### REQUIRED ACTION
Look for "shirt" in each line of the records, and copy the lines that have it.

[Records drawn from a dataset]
BEGIN

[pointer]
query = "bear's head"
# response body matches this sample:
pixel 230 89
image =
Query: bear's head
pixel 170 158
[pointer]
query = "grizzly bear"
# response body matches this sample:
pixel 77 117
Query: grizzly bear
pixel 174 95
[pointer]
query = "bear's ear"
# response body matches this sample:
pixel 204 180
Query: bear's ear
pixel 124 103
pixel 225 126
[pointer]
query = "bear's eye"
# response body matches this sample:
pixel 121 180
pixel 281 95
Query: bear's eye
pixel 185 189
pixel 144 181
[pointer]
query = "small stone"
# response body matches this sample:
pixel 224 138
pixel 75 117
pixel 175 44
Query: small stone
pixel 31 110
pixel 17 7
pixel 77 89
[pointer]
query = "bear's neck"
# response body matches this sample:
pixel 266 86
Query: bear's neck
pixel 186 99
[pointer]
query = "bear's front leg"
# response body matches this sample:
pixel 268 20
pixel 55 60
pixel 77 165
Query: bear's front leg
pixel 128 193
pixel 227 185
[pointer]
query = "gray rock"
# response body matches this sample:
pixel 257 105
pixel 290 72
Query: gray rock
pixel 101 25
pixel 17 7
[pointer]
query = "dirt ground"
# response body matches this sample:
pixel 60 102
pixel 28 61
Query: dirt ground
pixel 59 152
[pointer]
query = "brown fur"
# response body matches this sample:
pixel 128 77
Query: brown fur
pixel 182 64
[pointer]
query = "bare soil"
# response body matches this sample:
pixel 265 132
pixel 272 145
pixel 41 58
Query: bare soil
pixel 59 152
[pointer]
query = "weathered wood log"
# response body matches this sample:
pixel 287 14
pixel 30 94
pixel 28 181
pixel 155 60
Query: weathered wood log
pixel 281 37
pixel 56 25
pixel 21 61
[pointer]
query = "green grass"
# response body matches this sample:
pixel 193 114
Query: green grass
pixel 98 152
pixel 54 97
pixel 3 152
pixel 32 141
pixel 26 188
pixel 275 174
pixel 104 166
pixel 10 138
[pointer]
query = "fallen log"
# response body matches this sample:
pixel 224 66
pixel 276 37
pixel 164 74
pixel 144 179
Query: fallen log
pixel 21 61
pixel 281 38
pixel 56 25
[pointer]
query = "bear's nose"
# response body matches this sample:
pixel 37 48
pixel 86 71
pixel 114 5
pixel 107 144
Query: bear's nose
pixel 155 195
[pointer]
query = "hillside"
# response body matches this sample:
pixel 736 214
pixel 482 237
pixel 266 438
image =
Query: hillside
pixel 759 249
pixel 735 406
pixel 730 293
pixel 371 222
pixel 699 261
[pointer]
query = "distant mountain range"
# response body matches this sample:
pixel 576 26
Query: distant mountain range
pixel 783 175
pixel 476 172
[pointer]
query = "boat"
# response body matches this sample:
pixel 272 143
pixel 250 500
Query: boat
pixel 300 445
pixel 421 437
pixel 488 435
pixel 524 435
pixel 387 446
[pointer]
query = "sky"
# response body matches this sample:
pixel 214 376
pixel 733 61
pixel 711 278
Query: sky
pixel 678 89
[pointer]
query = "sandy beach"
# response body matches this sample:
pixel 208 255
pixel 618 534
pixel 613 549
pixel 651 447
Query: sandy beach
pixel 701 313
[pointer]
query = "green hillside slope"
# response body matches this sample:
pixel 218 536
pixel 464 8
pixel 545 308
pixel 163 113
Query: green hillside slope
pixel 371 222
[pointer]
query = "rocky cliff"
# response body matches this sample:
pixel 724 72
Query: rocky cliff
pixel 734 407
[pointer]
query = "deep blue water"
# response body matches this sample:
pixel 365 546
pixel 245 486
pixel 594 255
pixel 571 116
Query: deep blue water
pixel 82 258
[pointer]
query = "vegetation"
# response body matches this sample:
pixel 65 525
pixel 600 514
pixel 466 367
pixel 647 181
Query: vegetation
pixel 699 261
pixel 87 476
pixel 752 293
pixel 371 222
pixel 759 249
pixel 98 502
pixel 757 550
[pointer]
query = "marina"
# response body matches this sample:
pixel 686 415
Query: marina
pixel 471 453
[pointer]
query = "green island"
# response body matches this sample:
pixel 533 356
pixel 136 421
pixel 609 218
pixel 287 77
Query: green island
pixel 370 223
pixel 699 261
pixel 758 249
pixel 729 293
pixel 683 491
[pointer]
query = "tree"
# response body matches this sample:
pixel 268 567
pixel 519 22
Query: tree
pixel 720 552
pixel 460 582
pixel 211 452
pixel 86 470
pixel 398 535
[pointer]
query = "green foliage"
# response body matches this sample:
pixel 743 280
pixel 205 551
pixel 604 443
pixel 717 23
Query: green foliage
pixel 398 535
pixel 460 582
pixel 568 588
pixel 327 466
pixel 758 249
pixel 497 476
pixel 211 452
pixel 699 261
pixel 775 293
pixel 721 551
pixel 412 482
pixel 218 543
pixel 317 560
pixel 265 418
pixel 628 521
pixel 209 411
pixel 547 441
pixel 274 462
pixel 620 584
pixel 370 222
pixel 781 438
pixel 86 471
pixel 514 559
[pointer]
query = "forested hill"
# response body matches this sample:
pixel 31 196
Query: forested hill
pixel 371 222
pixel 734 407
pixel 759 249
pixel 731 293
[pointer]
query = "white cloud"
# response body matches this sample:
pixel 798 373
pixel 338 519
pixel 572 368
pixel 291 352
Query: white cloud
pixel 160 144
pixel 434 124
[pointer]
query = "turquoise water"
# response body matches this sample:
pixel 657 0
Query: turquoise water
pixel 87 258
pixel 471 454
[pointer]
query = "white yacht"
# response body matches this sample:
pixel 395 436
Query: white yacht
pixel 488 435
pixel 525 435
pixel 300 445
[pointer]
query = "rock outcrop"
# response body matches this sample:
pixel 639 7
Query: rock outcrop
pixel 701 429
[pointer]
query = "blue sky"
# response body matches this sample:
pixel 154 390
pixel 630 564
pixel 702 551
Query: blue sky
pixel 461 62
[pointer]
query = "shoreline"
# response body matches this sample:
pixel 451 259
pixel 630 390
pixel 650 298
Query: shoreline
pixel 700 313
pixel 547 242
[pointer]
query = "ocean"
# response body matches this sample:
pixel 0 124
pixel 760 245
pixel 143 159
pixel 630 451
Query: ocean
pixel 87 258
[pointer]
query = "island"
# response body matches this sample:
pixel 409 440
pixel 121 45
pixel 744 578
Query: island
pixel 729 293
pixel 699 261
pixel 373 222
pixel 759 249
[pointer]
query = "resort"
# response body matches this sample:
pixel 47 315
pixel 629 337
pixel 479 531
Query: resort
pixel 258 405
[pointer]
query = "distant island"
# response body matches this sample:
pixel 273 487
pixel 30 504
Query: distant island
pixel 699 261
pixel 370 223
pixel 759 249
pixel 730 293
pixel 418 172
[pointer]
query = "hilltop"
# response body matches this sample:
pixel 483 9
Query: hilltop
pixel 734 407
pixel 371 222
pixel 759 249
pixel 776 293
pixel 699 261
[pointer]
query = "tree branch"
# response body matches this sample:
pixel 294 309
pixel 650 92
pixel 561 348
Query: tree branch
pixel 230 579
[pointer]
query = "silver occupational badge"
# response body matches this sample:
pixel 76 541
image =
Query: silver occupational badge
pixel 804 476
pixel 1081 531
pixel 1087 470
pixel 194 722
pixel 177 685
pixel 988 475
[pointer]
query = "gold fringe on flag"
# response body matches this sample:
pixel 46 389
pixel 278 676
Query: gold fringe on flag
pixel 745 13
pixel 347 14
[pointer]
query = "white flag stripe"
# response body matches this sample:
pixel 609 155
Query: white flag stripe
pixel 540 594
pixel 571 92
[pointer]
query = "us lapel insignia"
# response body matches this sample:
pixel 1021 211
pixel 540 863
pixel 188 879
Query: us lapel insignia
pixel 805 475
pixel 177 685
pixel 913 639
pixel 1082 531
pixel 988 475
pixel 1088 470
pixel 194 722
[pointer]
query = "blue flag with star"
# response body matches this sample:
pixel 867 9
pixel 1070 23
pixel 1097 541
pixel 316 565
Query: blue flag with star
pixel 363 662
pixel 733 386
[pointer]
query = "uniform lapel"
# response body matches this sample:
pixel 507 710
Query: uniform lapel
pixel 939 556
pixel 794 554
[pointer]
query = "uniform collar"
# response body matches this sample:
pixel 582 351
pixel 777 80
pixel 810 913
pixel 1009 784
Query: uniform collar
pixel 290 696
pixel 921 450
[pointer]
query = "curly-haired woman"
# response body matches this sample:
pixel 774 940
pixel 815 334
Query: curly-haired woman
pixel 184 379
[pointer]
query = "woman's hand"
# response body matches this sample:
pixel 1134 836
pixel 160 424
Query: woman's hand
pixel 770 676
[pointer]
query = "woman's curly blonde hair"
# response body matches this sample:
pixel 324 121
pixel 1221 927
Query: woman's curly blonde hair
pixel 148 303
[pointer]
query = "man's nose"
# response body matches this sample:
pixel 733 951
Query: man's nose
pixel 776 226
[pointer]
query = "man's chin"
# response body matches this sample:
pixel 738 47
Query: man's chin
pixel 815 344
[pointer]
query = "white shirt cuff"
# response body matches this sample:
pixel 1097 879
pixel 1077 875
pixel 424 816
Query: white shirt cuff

END

### YOUR RESPONSE
query = "white shirt cuff"
Query: white shirt cuff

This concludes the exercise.